**GOAL OF THE EXERCISE:**
Convert the listing below into a JSON list of strings, one string per line, leaving out blank lines.

**DATA RECORDS:**
'''

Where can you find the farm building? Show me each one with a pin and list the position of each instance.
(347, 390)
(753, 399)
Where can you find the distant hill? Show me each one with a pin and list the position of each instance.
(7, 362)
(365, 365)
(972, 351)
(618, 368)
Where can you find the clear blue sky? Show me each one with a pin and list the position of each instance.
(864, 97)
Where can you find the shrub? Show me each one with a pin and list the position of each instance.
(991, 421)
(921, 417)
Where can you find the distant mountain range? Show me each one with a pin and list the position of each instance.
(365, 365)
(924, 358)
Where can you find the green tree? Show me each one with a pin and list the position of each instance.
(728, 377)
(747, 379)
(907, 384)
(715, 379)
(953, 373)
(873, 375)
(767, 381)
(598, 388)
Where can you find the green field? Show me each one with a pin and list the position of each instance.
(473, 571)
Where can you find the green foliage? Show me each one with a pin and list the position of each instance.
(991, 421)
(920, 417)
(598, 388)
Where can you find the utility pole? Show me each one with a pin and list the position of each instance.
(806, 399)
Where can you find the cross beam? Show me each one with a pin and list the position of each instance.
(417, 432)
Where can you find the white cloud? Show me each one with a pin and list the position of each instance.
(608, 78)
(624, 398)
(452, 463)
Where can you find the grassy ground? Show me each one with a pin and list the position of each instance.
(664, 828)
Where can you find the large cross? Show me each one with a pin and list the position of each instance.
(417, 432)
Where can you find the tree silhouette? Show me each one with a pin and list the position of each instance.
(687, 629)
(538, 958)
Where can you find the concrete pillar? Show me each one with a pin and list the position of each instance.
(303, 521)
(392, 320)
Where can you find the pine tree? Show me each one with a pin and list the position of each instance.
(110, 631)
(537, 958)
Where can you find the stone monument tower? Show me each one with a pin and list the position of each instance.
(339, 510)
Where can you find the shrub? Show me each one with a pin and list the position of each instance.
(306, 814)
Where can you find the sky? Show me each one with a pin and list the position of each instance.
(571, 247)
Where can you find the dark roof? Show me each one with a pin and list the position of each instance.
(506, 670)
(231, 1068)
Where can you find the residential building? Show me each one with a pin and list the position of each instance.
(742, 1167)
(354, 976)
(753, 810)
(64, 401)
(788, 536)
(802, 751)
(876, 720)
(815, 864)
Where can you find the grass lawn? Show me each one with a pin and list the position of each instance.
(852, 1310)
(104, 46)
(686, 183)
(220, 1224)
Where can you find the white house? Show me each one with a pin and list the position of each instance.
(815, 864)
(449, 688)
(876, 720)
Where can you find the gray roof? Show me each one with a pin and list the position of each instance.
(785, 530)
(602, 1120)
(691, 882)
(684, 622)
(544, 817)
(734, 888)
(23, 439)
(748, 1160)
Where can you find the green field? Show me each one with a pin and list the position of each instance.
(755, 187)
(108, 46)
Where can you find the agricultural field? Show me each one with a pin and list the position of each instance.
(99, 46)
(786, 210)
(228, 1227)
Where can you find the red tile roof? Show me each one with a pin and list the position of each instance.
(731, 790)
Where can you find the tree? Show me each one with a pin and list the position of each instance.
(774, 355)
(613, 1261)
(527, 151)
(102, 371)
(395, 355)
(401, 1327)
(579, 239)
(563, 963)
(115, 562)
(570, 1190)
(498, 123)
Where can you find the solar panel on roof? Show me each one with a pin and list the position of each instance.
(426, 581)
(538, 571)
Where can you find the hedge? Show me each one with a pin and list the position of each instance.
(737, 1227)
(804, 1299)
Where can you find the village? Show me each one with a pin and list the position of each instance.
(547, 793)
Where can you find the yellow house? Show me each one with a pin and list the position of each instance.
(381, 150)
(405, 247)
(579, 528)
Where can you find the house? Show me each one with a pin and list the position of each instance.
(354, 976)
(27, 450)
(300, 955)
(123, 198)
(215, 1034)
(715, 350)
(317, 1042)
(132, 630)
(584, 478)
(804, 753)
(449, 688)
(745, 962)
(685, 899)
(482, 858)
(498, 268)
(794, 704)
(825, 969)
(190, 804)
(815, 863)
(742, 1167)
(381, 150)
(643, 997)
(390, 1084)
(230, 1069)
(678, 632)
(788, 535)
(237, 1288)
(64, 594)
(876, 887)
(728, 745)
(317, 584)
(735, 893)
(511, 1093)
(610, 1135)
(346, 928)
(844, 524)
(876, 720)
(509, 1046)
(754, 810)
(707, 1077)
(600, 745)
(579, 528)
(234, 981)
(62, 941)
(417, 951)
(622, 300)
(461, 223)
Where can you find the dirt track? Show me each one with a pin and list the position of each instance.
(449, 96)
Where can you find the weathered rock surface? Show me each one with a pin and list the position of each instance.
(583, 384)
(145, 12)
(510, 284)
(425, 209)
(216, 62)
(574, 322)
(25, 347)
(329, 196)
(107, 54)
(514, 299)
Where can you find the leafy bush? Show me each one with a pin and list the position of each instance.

'''

**SOLUTION BELOW:**
[
  "Where can you find the farm building? Show me each one with a pin and list the position of each instance.",
  "(347, 390)",
  "(753, 399)",
  "Where can you find the distant hill? Show me each one with a pin and list the position of each instance.",
  "(7, 362)",
  "(365, 365)",
  "(972, 351)",
  "(618, 368)",
  "Where can you find the clear blue sky? Show me each one with a pin and list the position of each instance.",
  "(864, 97)",
  "Where can you find the shrub? Show me each one with a pin and list the position of each instance.",
  "(991, 421)",
  "(921, 417)",
  "Where can you find the distant mountain range? Show me each one with a pin and list the position of each instance.",
  "(365, 365)",
  "(924, 358)",
  "Where can you find the green tree? Show me each one with a pin and list the position of each instance.",
  "(728, 377)",
  "(747, 379)",
  "(907, 384)",
  "(715, 379)",
  "(953, 373)",
  "(873, 375)",
  "(767, 381)",
  "(598, 388)",
  "Where can you find the green field? Show me each one with a pin and list the position of each instance.",
  "(473, 571)",
  "Where can you find the green foliage? Show me each one with a pin and list the position of each instance.",
  "(991, 421)",
  "(920, 417)",
  "(598, 388)",
  "Where can you find the utility pole? Show me each one with a pin and list the position of each instance.",
  "(806, 399)",
  "Where can you find the cross beam? Show me each one with a pin and list the position of each instance.",
  "(417, 432)",
  "Where can you find the white cloud? Show me each one with a pin and list the position of each instance.",
  "(608, 78)",
  "(624, 398)",
  "(452, 463)",
  "Where can you find the grassy ground? Show me each one with a pin and list the position of each instance.",
  "(664, 828)",
  "Where can you find the large cross? Show me each one with a pin and list the position of each instance.",
  "(417, 432)",
  "Where can you find the tree silhouette? Show me each one with a pin and list the position of each instance.",
  "(687, 629)",
  "(538, 958)",
  "Where can you find the concrete pillar? Show me each one with a pin and list the position of each instance.",
  "(303, 521)",
  "(392, 320)",
  "Where can you find the pine tree? Show me each one with a pin and list the position of each instance.",
  "(110, 631)",
  "(537, 958)",
  "Where can you find the stone monument tower? Show me each one with a pin and list the position of each instance.",
  "(339, 510)",
  "Where can you find the shrub? Show me each one with a pin and list the position of each instance.",
  "(306, 814)",
  "Where can you find the sky? Show me each one with a pin and list the position of each instance.",
  "(571, 247)",
  "Where can you find the dark roof? Show me each one with a pin and list the position of each instance.",
  "(506, 670)",
  "(231, 1068)",
  "Where can you find the residential building? Show me each one with a pin and list the position of each instance.",
  "(742, 1167)",
  "(354, 976)",
  "(753, 810)",
  "(64, 401)",
  "(788, 536)",
  "(802, 751)",
  "(876, 720)",
  "(815, 864)",
  "Where can you find the grass lawn? Show me each one with a pin and list the position of each instance.",
  "(852, 1310)",
  "(104, 46)",
  "(686, 183)",
  "(220, 1224)",
  "Where can you find the white house? Show me each one with a pin and list the position of each instance.",
  "(815, 864)",
  "(449, 688)",
  "(876, 720)",
  "Where can you find the gray roof? Show me each one with a pin and list the position of each instance.",
  "(785, 530)",
  "(602, 1120)",
  "(691, 882)",
  "(684, 622)",
  "(544, 817)",
  "(734, 888)",
  "(23, 439)",
  "(748, 1160)",
  "Where can you find the green field? Show me each one with a pin and list the position of each instance.",
  "(755, 187)",
  "(108, 46)",
  "Where can you find the agricultural field? Show me each one with a pin and list the position of each instance.",
  "(99, 46)",
  "(786, 210)",
  "(228, 1227)",
  "Where can you find the red tile roof? Show me each one with a pin and list the position of each instance.",
  "(731, 790)",
  "Where can you find the tree? Show me each one with a pin and list the position of each instance.",
  "(774, 355)",
  "(613, 1261)",
  "(527, 151)",
  "(102, 371)",
  "(395, 355)",
  "(401, 1327)",
  "(579, 239)",
  "(563, 963)",
  "(115, 562)",
  "(570, 1190)",
  "(498, 123)",
  "Where can you find the solar panel on roof? Show me each one with a pin and list the position of each instance.",
  "(426, 581)",
  "(538, 571)",
  "Where can you find the hedge? Show me each one with a pin and list the position of each instance.",
  "(737, 1227)",
  "(804, 1299)",
  "Where can you find the village? Show me each one with a pin and list the position of each instance.",
  "(547, 793)",
  "Where can you find the yellow house? Show me each one with a pin and list the position of each instance.",
  "(381, 150)",
  "(405, 247)",
  "(579, 528)",
  "Where can you find the house? Show me each one with a pin and list the position of each instance.",
  "(354, 976)",
  "(27, 450)",
  "(300, 955)",
  "(123, 198)",
  "(215, 1034)",
  "(715, 350)",
  "(317, 1042)",
  "(132, 630)",
  "(584, 478)",
  "(804, 753)",
  "(449, 688)",
  "(745, 962)",
  "(685, 899)",
  "(482, 858)",
  "(498, 268)",
  "(794, 704)",
  "(825, 969)",
  "(190, 804)",
  "(815, 863)",
  "(742, 1167)",
  "(381, 150)",
  "(643, 997)",
  "(390, 1084)",
  "(230, 1069)",
  "(678, 632)",
  "(788, 535)",
  "(237, 1288)",
  "(64, 594)",
  "(876, 887)",
  "(728, 745)",
  "(317, 584)",
  "(735, 893)",
  "(511, 1093)",
  "(610, 1135)",
  "(346, 928)",
  "(844, 524)",
  "(876, 720)",
  "(509, 1046)",
  "(754, 810)",
  "(707, 1077)",
  "(600, 745)",
  "(579, 528)",
  "(234, 981)",
  "(62, 941)",
  "(417, 951)",
  "(622, 300)",
  "(461, 223)",
  "Where can you find the dirt track? Show me each one with a pin and list the position of each instance.",
  "(449, 96)",
  "Where can you find the weathered rock surface? Show me each one with a pin and list the position of each instance.",
  "(583, 384)",
  "(145, 12)",
  "(510, 284)",
  "(425, 209)",
  "(216, 62)",
  "(574, 322)",
  "(25, 347)",
  "(329, 196)",
  "(107, 54)",
  "(514, 299)",
  "Where can you find the leafy bush? Show me each one with a pin and list the position of each instance."
]